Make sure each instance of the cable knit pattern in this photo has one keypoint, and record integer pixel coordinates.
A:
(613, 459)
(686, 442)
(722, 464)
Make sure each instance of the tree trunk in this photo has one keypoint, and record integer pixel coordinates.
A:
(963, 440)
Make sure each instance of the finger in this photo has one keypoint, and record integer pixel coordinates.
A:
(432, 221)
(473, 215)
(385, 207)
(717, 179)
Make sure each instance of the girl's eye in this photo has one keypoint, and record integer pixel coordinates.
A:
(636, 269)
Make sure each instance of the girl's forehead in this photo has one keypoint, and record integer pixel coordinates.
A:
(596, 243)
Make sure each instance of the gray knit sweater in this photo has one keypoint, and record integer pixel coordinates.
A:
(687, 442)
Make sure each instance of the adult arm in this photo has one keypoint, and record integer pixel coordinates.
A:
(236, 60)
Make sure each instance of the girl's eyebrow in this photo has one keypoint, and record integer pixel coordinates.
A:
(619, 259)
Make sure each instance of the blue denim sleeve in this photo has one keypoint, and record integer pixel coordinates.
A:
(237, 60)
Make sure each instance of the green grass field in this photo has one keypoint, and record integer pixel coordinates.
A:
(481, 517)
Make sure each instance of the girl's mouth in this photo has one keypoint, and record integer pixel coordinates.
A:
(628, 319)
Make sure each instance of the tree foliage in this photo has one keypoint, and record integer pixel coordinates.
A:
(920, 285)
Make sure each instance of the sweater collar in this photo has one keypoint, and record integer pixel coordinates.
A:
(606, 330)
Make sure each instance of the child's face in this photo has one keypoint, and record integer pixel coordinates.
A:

_ _ _ _ _ _ _

### What you have to do
What lines above contain the string "sweater"? Copy all of them.

### Output of the task
Make sure each instance of the gray knit sweater in this photo has one keypoint, and record integer pixel coordinates.
Make sure each instance of the sweater collar in this photo has one keypoint, and record integer pixel coordinates.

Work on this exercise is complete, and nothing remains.